▶ [DIRECTIONS FOR THIS TASK]: Whatever lines the data contains, output all of them unchanged.

[Records from a data collection]
------------------------------------------------------------

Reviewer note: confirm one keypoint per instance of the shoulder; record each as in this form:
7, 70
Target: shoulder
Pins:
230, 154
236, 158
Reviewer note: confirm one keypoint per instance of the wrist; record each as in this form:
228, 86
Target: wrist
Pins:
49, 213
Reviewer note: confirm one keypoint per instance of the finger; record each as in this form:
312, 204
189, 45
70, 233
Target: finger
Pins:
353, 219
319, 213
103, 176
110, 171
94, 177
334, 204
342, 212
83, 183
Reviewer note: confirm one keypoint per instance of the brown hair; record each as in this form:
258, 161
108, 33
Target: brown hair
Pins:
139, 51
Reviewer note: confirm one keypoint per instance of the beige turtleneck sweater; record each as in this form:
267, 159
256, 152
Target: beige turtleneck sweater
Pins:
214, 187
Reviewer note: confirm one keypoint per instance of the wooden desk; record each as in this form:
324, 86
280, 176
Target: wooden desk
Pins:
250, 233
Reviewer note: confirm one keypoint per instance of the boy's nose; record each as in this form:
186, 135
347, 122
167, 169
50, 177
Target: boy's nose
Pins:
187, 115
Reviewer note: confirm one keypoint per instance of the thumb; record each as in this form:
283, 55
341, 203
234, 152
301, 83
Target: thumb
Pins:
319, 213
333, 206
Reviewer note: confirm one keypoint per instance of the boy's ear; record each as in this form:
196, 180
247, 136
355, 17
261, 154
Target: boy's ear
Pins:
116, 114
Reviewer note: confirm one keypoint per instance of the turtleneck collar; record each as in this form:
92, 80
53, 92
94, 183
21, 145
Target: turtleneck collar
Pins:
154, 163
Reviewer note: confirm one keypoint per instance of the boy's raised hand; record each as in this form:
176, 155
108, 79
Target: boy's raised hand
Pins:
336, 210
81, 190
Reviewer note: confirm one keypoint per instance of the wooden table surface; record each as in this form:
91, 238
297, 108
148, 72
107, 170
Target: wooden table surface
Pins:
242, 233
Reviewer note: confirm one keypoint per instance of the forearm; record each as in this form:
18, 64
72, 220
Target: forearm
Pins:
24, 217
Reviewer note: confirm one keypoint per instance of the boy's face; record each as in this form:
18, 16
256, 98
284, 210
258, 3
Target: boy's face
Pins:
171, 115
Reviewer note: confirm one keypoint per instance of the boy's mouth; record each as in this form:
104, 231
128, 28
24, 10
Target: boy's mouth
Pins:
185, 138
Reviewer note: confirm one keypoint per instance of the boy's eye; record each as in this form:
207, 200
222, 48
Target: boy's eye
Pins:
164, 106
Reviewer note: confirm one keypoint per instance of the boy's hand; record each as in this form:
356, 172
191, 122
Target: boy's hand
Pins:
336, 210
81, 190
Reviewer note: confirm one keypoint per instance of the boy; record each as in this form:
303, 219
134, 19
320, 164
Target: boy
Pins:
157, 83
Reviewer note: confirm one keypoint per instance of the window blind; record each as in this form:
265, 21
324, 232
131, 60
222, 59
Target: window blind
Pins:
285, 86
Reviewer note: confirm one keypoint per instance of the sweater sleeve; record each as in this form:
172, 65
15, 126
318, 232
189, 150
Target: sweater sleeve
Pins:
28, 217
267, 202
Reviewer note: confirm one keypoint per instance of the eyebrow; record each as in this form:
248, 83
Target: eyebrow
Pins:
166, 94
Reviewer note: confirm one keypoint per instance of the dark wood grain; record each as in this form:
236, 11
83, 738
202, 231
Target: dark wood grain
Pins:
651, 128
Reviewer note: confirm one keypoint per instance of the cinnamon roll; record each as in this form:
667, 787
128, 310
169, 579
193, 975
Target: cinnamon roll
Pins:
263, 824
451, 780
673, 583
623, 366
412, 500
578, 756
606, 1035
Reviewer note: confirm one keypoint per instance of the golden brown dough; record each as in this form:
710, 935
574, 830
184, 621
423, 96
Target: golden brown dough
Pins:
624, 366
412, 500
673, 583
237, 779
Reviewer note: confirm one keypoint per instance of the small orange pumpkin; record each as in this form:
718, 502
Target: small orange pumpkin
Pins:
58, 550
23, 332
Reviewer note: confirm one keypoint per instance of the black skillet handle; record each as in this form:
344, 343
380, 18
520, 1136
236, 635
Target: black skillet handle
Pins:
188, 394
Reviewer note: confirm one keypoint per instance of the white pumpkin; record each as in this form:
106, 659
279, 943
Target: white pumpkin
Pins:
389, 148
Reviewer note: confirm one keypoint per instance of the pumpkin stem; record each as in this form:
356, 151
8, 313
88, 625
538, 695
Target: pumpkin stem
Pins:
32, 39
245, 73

------------------------------------------------------------

▶ [REPLY]:
Reviewer note: confirm one keypoint per instance of the shoulder; record each as in this form:
7, 70
Target: shoulder
Pins:
230, 154
236, 158
Reviewer note: confirm one keypoint per instance of the wrist; record each as in this form:
228, 86
Target: wrist
Pins:
49, 213
Reviewer note: confirm one keypoint per instance of the finger; record each as in this form:
312, 204
189, 45
70, 233
Target: finger
Pins:
353, 219
319, 213
103, 176
110, 171
94, 177
334, 204
342, 212
83, 183
Reviewer note: confirm one keypoint per instance of the brown hair; record each as in this form:
258, 161
108, 33
Target: brown hair
Pins:
139, 51
Reviewer note: confirm one keypoint per instance of the beige turtleneck sweater; record each as in this form:
267, 159
256, 152
Target: beige turtleneck sweater
Pins:
214, 187
Reviewer note: confirm one keypoint per instance of the wooden desk; record each as in this form:
324, 86
280, 176
Target: wooden desk
Pins:
250, 233
Reviewer note: confirm one keypoint per instance of the boy's nose; record each as in this form:
186, 135
347, 122
167, 169
50, 177
Target: boy's nose
Pins:
187, 115
Reviewer note: confirm one keypoint per instance of the thumb; record each as in this form:
283, 55
341, 203
234, 152
301, 83
Target: thumb
Pins:
319, 213
333, 206
Reviewer note: confirm one keypoint per instance of the boy's ear; record each as in this form:
196, 180
247, 136
355, 17
261, 154
Target: boy's ear
Pins:
116, 114
Reviewer note: confirm one keypoint per instance of the turtleneck collar; record each as in this form:
92, 80
53, 92
94, 183
21, 145
Target: turtleneck collar
Pins:
154, 163
Reviewer note: confirm one keypoint per instance of the boy's raised hand; record each as in this form:
176, 155
108, 79
Target: boy's raised hand
Pins:
336, 210
81, 190
Reviewer note: confirm one keypoint per instance of the wooden table surface; record each as in this form:
91, 238
297, 108
148, 72
107, 170
Target: wooden table surface
Pins:
242, 233
Reviewer note: confirm one keypoint per instance of the forearm; record each as in this form:
18, 64
72, 220
Target: forearm
Pins:
24, 217
Reviewer note: confirm one keypoint per instance of the boy's face; record each as in this form:
18, 16
256, 98
284, 210
258, 3
Target: boy's face
Pins:
171, 115
Reviewer note: confirm one keypoint per instance of the boy's mouth; record each as in this form:
104, 231
128, 28
24, 10
Target: boy's mouth
Pins:
185, 138
Reviewer note: confirm one keypoint per instance of the boy's eye; record each as in this form:
207, 200
222, 48
Target: boy's eye
Pins:
164, 106
Reviewer note: confirm one keypoint per instance of the boy's hand; record each as in this form:
356, 172
191, 122
Target: boy's hand
Pins:
336, 210
81, 190
Reviewer note: confirm one keypoint per instance of the boy; record each as in this form:
303, 219
134, 19
320, 164
Target: boy
Pins:
157, 83
Reviewer note: confirm one keypoint per instance of the window blind; record each as in this form:
265, 21
324, 232
131, 60
222, 59
Target: window blind
Pins:
285, 86
Reviewer note: confirm one keypoint per instance of the sweater sleeve; record each as in this form:
172, 65
15, 126
318, 232
189, 150
Target: sweater sleeve
Pins:
28, 217
267, 202
Reviewer note: confirm one keypoint per instance of the eyebrow; record each as in this form:
248, 83
Target: eyebrow
Pins:
166, 94
Reviewer note: confirm one keypoint per instance of the dark wood grain; record each as in this form:
236, 11
83, 738
202, 231
Target: dark wood grain
Pins:
651, 128
Reviewer note: confirm one keypoint per instance of the cinnamon roll; record each as in this form:
667, 787
128, 310
169, 579
193, 975
Target: cinnamon roll
Pins:
263, 824
451, 780
673, 583
623, 366
412, 500
578, 756
606, 1035
Reviewer note: confirm one keypoint per instance of the golden brown dough; record each as in this form:
710, 935
574, 830
184, 621
423, 96
Target: golden brown dough
Pins:
624, 366
412, 500
673, 583
237, 779
Reviewer note: confirm one keypoint per instance of the small orange pumpkin; record each as in this form:
718, 502
Target: small orange pumpkin
Pins:
58, 550
23, 332
Reviewer note: confirm one keypoint per instance of the black skillet handle; record each as in this form:
344, 343
380, 18
520, 1136
236, 635
Target: black skillet handle
Pins:
188, 394
Reviewer note: confirm one keypoint per instance of the white pumpkin; record each as in this form:
106, 659
279, 943
Target: white pumpkin
Pins:
389, 148
Reviewer note: confirm one keypoint per instance of the pumpkin stem; record each as in this form:
356, 151
8, 313
88, 625
538, 695
Target: pumpkin stem
Pins:
32, 39
245, 73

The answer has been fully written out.